━━━━━ Dataset content ━━━━━
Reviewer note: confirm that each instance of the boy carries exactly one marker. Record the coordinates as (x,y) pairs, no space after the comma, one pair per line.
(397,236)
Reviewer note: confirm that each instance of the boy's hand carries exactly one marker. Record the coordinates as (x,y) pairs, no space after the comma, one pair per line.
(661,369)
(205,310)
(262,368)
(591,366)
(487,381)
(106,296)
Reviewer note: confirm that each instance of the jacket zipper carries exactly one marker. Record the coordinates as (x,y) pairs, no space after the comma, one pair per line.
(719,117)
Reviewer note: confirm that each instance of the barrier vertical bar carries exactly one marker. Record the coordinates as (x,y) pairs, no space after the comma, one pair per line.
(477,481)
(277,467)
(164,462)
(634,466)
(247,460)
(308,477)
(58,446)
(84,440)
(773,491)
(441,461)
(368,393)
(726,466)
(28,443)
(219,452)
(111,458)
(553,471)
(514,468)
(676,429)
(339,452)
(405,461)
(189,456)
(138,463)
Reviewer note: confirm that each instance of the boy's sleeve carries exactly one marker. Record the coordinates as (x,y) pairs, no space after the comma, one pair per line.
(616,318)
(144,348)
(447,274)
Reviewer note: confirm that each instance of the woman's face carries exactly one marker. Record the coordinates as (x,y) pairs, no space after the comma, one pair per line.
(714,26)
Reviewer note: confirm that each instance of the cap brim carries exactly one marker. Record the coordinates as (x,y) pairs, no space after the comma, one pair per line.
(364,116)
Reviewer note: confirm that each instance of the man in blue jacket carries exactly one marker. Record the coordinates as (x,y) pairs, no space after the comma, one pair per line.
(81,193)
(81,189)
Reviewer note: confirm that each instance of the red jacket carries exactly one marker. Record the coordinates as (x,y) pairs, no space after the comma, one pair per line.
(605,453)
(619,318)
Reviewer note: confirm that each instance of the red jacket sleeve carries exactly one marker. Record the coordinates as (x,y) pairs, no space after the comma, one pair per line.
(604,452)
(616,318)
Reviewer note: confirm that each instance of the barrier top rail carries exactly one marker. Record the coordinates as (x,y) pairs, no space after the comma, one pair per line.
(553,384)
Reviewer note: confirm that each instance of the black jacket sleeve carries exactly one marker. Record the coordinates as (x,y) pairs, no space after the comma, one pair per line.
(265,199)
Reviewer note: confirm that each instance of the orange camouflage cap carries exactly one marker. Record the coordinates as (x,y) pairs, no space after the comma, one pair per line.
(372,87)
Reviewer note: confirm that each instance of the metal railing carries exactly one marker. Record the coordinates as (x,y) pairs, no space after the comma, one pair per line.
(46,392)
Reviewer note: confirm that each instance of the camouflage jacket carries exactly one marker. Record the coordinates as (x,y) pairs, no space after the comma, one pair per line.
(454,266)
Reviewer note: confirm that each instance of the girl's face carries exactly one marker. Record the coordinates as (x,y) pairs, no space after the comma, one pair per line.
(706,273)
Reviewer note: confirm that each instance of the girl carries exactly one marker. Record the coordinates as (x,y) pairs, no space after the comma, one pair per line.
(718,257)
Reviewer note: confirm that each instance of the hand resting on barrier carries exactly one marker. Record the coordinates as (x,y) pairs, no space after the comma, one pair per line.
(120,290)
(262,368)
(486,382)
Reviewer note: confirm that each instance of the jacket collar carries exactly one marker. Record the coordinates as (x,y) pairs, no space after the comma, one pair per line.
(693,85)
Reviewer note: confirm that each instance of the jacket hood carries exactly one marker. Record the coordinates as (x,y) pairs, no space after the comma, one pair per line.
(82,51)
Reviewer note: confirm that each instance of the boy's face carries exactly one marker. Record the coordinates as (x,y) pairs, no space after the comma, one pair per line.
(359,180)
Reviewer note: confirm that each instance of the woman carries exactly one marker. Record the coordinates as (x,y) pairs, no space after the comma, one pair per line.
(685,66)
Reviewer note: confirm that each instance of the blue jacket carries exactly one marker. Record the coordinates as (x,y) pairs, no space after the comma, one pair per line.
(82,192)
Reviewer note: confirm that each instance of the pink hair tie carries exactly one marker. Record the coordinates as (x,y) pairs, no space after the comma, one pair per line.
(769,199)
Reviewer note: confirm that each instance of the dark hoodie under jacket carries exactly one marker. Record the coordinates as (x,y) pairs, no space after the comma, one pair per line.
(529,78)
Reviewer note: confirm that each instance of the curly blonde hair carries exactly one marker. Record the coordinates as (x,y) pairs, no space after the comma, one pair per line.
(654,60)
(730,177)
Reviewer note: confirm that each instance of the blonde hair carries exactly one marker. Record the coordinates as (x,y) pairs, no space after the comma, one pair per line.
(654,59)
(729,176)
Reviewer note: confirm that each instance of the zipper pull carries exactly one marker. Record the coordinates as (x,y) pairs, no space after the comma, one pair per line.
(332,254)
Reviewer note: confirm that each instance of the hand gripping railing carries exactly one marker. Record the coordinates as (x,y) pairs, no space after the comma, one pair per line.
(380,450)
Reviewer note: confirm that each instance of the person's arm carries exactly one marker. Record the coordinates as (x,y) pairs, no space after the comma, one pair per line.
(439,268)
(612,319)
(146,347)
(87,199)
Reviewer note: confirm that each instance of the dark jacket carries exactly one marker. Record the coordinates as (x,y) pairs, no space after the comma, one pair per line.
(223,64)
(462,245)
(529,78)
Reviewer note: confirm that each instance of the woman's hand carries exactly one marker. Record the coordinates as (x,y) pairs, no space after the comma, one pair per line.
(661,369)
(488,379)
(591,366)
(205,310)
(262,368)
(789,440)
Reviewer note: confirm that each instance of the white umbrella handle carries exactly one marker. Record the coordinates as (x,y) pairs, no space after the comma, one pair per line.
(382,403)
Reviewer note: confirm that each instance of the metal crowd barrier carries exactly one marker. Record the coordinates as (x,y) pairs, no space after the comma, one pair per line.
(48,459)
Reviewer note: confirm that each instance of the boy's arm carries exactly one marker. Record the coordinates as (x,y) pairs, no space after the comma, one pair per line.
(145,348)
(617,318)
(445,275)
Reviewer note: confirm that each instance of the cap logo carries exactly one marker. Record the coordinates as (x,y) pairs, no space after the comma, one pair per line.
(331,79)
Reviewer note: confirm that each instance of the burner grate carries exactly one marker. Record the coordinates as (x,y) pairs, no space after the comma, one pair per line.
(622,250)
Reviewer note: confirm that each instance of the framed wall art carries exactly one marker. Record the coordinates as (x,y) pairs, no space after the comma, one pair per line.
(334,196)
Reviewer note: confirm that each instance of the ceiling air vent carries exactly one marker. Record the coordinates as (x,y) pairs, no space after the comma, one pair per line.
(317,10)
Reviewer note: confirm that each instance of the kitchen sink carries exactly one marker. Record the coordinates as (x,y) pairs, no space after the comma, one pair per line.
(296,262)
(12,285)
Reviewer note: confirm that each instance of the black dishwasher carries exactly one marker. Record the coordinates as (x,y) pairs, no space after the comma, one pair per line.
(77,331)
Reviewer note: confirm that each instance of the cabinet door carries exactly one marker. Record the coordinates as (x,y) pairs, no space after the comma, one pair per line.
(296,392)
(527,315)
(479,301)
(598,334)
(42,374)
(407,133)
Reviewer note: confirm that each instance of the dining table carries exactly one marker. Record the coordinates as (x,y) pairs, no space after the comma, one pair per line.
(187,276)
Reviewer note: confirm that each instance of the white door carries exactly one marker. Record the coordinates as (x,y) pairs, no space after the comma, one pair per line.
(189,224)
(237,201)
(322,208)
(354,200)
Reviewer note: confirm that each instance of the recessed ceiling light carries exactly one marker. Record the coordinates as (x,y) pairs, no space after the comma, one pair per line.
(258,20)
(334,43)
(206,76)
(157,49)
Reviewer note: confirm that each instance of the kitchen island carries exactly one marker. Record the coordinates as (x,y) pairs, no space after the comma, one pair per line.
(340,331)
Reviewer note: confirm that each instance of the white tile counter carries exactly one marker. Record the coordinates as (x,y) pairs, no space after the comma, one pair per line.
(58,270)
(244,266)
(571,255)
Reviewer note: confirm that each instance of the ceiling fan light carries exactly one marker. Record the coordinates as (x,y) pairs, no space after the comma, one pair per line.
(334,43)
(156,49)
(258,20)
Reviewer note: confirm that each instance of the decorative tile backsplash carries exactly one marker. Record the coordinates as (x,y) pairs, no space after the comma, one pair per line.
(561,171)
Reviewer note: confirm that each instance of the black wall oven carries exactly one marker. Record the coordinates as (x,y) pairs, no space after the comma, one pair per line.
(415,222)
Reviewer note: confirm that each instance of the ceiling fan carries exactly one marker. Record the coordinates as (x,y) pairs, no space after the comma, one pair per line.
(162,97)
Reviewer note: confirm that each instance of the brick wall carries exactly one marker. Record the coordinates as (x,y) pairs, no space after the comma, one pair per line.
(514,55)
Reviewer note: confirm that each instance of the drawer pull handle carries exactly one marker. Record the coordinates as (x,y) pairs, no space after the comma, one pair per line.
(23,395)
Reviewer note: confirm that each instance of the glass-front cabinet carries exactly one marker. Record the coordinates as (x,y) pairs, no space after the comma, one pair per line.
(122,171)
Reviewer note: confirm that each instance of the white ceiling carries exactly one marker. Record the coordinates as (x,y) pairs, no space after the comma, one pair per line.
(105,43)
━━━━━
Given request:
Give again only the lines starting at the one that contains "Reviewer note: confirm that each instance of the recessed" and running to the end of the data.

Complete output:
Reviewer note: confirm that each instance of the recessed ceiling light carries exactly one marker. Record the coordinates as (x,y) pairs, no space after the comma, one pair per line.
(258,20)
(334,43)
(206,76)
(157,49)
Reviewer note: confirm that each instance of the kitchen island carries exactly one marker. Record the coordinates as (x,y) pairs, no space after the comma, one pair per line.
(340,331)
Reviewer note: confirm that each instance of the white tile counter carries exactly one marker. Record the coordinates as (x,y) pairs, no space after the comma, one pair per line.
(58,270)
(244,266)
(571,255)
Reviewer note: confirm that each instance of the ceiling fan light carries exactly one marker. Record the coordinates as (x,y) pairs, no space after the comma, one pair per line.
(334,43)
(156,49)
(258,20)
Reviewer note: confirm that each instance of the decorative tile backsplash carries exactly one marker. Record the coordinates as (x,y) pairs, no space after the comma, one pair per line.
(561,171)
Reviewer note: confirm that each instance of the black wall oven carries exactly one marker. Record the coordinates as (x,y) pairs, no space after the comma, one pair per line.
(415,222)
Reviewer note: confirm that each instance of the ceiling fan carries exactly one marker. Record the coordinates as (x,y) pairs, no space after the comma, one pair per line.
(162,97)
Reviewer note: confirm that each instance of the brick wall carries exactly one marker. Record the coordinates as (x,y) pairs, no space after the comma, one pair per line.
(514,55)
Reviewer note: confirm that each instance of the drawer pull handle carries exactly one marker. Record the coordinates as (x,y) pairs, no space after the comma, one pair per line.
(23,395)
Reviewer note: confirm that each instance of the glass-front cabinet carries exactly one marker. Record the coordinates as (x,y) pairs, no space after the comma, one pair per line.
(122,171)
Reviewer note: confirm that each instance of the white ceiling carries exactly one marker. Record the coordinates as (x,y) pairs, no space after the comma, one pair per line.
(105,43)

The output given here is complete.